Ejercicio:
Indique si cada afirmación concuerda con el texto sobre el trumpismo. Responda sí o no y cite literalmente las palabras del texto que lo deciden.
1. El paleolibertarismo surgió a principios de los años noventa.
2. Donald Trump es paleolibertariano.
3. La derecha proponía definir América como una nación multicultural.

Texto de origen:
# # # # #

Usted dedica un extenso capítulo a la segunda elección de Donald Trump en Estados Unidos. ¿Por qué hablar de “contrarrevolución” americana? ¿El trumpismo sería un retorno a una América originaria?
Es así como se percibe. Al menos, vemos en él el deseo de reencontrarse con los orígenes europeos de la nación americana, como lo demuestra la rehabilitación no solo de los Padres Fundadores, sino también de los pioneros, e incluso de Cristóbal Colón, el gran demonizado de los años noventa. Desde esos años, bajo la presión simultánea de la contracultura de los sesenta y de la revolución migratoria iniciada entonces, América había sido invitada a elegir entre dos imaginarios: o bien definirse como una nación multicultural y multicivilizacional —lo que proponía la izquierda—, o bien como una nación radicalmente universalista sin contenido cultural específico más allá del texto constitucional —lo que proponía la derecha.
En ambos casos, la inmigración masiva dejaba de ser un problema, pues simplemente reforzaba la diversidad del país o confirmaba la universalidad de su promesa. Pero la nación americana, entendida como nación histórica, desaparecía. Es con ella con la que el nacional-conservadurismo, más allá de la personalidad tan singular de Trump, desea volver a conectar.
¿Qué es el paleolibertarismo? ¿Puede decirse que Donald Trump se inscribe en esta corriente de pensamiento?
Trump no es paleolibertariano, pero el paleolibertarismo contribuyó a la formación del trumpismo, al menos de su matriz originaria. El paleolibertarismo es una corriente de pensamiento surgida a principios de los años noventa y asociada a la figura de Murray Rothbard. Considera que el Estado social no solo ha pisoteado nuestras libertades, sino sobre todo que ha transformado nuestras sociedades en laboratorios destinados a las experimentaciones sociales e ideológicas más arriesgadas, en nombre de un utopismo promovido por burocracias militantes. Busca conciliar una libertad máxima con un auténtico arraigo. Yo no lo convierto en mi bandera, pero esta filosofía permite iluminar el punto ciego de nuestras sociedades sobreadministradas y dominadas por un régimen diversitario más autoritario de lo que se dice.

# # # # #

(Datos de localización de objetos mediante lenguaje natural)
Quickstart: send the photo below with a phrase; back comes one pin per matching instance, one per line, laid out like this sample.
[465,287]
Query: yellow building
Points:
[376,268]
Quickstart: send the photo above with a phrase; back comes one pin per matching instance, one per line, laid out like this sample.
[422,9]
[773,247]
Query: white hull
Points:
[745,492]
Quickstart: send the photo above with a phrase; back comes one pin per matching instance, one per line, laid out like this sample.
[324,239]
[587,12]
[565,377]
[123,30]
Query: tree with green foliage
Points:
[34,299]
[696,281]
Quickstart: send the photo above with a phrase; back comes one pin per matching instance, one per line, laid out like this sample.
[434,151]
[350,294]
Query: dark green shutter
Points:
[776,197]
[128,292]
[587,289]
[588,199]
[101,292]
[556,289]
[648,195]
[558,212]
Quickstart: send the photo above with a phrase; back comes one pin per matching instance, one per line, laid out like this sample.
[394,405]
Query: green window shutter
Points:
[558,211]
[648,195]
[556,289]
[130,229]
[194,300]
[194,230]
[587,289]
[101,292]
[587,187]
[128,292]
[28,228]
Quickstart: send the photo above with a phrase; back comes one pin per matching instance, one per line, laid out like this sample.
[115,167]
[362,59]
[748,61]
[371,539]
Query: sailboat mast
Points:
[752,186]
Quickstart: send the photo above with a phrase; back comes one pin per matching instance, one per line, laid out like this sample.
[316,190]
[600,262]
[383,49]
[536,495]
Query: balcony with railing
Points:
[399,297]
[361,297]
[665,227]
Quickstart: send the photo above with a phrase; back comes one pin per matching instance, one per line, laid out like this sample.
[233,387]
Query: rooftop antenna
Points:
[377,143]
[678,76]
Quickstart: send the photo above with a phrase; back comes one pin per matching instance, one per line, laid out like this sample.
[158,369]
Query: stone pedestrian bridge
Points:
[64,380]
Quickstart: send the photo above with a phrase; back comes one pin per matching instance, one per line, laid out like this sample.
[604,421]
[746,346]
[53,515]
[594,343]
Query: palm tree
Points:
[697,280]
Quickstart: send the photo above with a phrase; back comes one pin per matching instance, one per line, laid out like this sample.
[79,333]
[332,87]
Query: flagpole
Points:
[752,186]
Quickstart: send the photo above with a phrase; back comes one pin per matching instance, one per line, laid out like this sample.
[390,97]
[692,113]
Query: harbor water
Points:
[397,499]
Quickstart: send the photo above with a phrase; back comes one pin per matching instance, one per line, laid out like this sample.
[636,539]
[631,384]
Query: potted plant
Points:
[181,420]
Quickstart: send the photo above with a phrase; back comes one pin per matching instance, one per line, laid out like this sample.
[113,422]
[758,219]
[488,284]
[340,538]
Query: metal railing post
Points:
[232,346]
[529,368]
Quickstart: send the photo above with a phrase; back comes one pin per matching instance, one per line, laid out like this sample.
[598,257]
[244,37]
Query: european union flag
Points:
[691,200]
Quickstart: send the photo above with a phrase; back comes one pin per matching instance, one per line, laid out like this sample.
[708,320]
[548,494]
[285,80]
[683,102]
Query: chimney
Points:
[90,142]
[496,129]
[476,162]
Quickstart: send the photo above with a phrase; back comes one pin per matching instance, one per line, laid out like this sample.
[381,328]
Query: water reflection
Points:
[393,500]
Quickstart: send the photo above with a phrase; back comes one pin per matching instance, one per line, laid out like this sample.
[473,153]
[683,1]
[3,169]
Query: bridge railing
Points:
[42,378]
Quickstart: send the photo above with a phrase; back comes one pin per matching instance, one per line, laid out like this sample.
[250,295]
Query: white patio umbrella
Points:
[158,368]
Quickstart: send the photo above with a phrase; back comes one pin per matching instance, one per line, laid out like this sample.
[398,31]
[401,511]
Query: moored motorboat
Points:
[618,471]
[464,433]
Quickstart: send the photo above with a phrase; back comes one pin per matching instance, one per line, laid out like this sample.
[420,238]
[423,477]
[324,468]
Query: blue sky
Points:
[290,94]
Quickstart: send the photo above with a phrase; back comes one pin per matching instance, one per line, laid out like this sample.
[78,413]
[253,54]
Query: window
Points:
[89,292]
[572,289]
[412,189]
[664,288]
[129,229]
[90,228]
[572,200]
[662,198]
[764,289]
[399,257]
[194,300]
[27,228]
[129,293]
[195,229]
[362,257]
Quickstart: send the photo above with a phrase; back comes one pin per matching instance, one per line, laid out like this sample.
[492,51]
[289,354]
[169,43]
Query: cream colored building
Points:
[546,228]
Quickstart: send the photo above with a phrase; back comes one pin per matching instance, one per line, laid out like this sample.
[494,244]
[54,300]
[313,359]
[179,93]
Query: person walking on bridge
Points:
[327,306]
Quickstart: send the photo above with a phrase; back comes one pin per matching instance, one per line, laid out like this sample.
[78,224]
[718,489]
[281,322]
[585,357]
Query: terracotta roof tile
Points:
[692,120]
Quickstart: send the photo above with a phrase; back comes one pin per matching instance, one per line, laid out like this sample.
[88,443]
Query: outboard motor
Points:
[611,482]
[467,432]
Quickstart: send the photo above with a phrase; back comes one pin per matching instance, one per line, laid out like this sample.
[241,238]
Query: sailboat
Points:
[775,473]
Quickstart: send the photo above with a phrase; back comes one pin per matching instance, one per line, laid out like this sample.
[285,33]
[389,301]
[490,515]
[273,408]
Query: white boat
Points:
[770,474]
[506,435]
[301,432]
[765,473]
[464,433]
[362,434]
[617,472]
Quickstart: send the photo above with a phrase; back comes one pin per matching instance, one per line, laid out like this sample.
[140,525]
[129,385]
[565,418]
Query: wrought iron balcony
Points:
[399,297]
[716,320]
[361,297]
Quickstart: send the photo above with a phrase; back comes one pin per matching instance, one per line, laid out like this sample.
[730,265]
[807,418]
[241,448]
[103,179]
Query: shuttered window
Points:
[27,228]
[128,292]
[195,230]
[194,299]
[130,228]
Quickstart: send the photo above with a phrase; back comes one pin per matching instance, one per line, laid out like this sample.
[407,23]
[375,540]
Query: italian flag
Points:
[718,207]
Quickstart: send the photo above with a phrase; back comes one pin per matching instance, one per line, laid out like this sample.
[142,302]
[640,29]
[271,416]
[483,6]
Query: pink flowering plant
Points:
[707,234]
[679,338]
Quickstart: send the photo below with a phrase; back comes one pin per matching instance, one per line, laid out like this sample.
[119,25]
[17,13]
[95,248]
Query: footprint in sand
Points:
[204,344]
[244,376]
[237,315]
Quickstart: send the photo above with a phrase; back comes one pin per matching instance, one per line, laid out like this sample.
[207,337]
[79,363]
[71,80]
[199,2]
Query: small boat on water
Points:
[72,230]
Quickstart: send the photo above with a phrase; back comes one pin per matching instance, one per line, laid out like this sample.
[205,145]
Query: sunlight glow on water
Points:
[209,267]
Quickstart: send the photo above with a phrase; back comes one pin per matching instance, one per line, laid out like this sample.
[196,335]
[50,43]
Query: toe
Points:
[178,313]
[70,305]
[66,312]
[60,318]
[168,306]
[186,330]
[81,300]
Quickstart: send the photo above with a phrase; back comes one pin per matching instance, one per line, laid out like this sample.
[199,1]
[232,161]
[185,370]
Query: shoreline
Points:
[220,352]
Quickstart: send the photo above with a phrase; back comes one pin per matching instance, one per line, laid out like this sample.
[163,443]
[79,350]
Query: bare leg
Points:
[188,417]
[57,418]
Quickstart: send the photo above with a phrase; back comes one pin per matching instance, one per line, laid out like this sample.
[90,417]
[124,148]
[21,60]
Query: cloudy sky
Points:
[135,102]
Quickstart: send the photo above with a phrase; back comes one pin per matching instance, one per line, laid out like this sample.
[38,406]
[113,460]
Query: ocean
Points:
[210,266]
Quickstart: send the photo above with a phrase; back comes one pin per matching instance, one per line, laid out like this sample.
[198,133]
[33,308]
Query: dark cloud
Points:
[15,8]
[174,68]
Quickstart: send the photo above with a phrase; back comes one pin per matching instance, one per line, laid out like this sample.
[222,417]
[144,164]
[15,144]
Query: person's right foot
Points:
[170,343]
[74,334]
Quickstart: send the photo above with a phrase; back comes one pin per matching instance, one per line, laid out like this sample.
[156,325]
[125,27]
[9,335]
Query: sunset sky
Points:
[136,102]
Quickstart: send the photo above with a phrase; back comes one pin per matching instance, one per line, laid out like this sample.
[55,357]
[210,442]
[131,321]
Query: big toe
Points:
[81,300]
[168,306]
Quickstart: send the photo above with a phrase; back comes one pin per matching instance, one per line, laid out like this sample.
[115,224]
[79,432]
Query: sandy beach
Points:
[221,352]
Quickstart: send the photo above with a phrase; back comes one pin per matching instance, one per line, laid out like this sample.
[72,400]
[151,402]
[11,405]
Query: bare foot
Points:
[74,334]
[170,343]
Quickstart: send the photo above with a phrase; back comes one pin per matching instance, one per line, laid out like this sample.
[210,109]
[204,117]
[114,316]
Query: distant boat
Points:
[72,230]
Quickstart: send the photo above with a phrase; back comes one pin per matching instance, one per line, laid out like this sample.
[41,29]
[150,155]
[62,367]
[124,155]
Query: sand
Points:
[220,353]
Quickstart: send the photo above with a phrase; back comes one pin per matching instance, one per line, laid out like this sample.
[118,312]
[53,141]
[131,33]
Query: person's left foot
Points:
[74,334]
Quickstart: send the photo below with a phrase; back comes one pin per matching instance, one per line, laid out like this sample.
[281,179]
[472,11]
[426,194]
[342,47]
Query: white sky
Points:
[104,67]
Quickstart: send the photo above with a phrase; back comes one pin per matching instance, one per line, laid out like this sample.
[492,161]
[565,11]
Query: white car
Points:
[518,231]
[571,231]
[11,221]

# # # # #

Respuesta al ejercicio:
1. Sí: «El paleolibertarismo es una corriente de pensamiento surgida a principios de los años noventa».
2. No: «Trump no es paleolibertariano».
3. No: «una nación multicultural y multicivilizacional —lo que proponía la izquierda—».